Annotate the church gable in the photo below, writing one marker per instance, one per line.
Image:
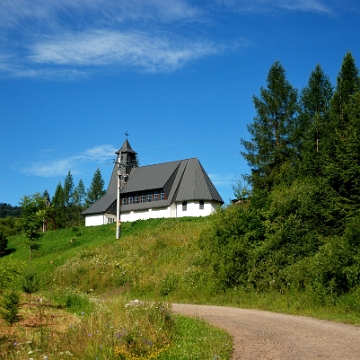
(159, 186)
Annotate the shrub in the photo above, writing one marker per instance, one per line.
(10, 306)
(3, 243)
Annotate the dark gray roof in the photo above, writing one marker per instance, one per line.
(126, 147)
(185, 180)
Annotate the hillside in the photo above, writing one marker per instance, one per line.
(81, 280)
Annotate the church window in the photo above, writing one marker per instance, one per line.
(184, 206)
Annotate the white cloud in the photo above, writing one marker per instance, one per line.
(265, 6)
(60, 166)
(100, 48)
(54, 13)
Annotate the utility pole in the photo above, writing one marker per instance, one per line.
(121, 173)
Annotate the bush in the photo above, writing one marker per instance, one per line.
(10, 306)
(3, 243)
(31, 283)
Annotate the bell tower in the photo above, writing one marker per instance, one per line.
(127, 157)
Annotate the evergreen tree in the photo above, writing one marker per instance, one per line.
(347, 155)
(314, 120)
(58, 202)
(96, 190)
(342, 136)
(273, 130)
(79, 194)
(347, 84)
(68, 189)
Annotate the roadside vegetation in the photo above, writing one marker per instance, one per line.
(290, 244)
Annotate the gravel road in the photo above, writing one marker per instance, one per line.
(263, 335)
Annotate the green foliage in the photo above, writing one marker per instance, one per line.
(314, 123)
(9, 271)
(6, 210)
(273, 132)
(9, 307)
(3, 243)
(31, 282)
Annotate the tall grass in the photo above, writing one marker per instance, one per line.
(88, 273)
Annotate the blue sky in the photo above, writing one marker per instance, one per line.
(177, 75)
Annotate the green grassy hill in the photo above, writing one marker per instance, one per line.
(87, 272)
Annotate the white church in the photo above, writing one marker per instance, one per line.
(172, 189)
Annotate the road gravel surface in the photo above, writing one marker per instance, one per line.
(263, 335)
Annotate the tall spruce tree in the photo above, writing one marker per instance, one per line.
(96, 190)
(58, 203)
(347, 84)
(79, 194)
(273, 130)
(68, 189)
(343, 126)
(314, 122)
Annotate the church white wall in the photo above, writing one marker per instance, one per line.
(94, 220)
(173, 211)
(193, 209)
(100, 219)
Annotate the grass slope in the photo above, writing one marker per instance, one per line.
(88, 272)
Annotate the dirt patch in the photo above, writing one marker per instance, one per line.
(35, 314)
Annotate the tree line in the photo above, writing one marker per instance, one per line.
(298, 223)
(61, 210)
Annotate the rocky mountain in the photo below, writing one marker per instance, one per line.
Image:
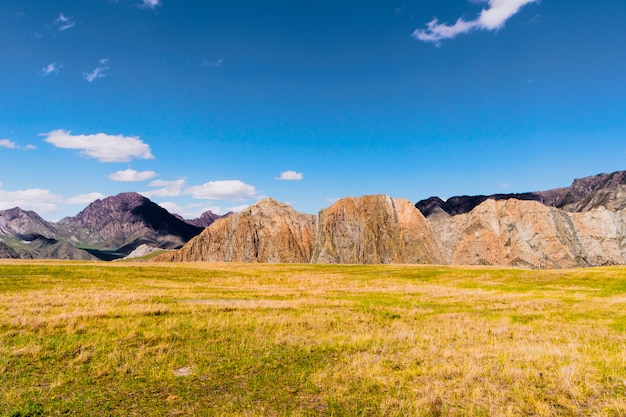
(581, 225)
(122, 223)
(602, 190)
(106, 229)
(205, 220)
(529, 234)
(267, 231)
(373, 229)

(INSTRUCTIONS FOR THE TASK): An exact copy of all the records is required, with the pictures omitted.

(ANSWER):
Annotate the church gable in the photo below, writing one marker per instance, one per line.
Image:
(159, 186)
Annotate the shrub in the photo above, writing one marker per instance, one per line.
(10, 306)
(3, 243)
Annotate the dark gray roof in the photo above, writing one marker per instance, one per line.
(126, 147)
(185, 180)
Annotate the hillside in the photo above, writing one marker per instance, one per line.
(81, 280)
Annotate the church window in the photo above, writing one marker per instance, one per line.
(184, 206)
Annotate the white cloud in the photo above, writing one marker per instance, one per line.
(265, 6)
(60, 166)
(100, 48)
(54, 13)
Annotate the utility pole in the photo above, writing one marker per instance, one per line.
(121, 173)
Annotate the bush in the photo above, writing one marker per instance, one per line.
(10, 306)
(3, 243)
(31, 283)
Annotate the bell tower in the photo above, writing one marker per instance, one per line.
(127, 157)
Annotate the evergreen tree in the photo above, writing one marker per instance, one per line.
(347, 155)
(314, 120)
(58, 202)
(96, 190)
(342, 136)
(273, 130)
(79, 194)
(347, 84)
(68, 189)
Annotate the roadside vegetation in the photo above, writing one marker per instance, one per line.
(290, 244)
Annotate the gravel road in the photo above, writing one marker per instance, one per line.
(263, 335)
Annotate the green foliage in the photo above, writing one marker per instance, one per line.
(314, 123)
(9, 271)
(6, 210)
(273, 132)
(9, 307)
(3, 243)
(31, 282)
Annotate the tall grass in the photo above, writing one marker per instance, one per line.
(88, 273)
Annotate the blue sky in the photo above, writing one marker per instance, one per line.
(177, 75)
Annotate the green grassy hill in the photo above, writing one marker per instance, one per line.
(87, 272)
Annotate the white church in the photo above, writing one marker per instance, one per line.
(172, 189)
Annotate the road gravel surface in the photo above, writing one marker per instance, one per line.
(263, 335)
Annotate the tall spruce tree in the photo above, writing one marker per instance, one per line.
(96, 190)
(58, 203)
(347, 84)
(79, 194)
(273, 130)
(68, 189)
(343, 126)
(314, 122)
Annotate the church white wall in the photo above, writing one marker per instance, one per line.
(94, 220)
(173, 211)
(193, 209)
(100, 219)
Annotate the grass slope in the photo above, writing one marker per instance, one per line.
(88, 272)
Annotate the dirt patch in the photo above, writing one marker per instance, one per line.
(35, 314)
Annotate the tree line in the photo above, writing one marker per instance, one per line.
(298, 223)
(61, 210)
Annotate the rocky mountain in the photo below, writing one marker per instance, one per line.
Image:
(581, 225)
(122, 223)
(602, 190)
(106, 229)
(205, 220)
(529, 234)
(267, 231)
(373, 229)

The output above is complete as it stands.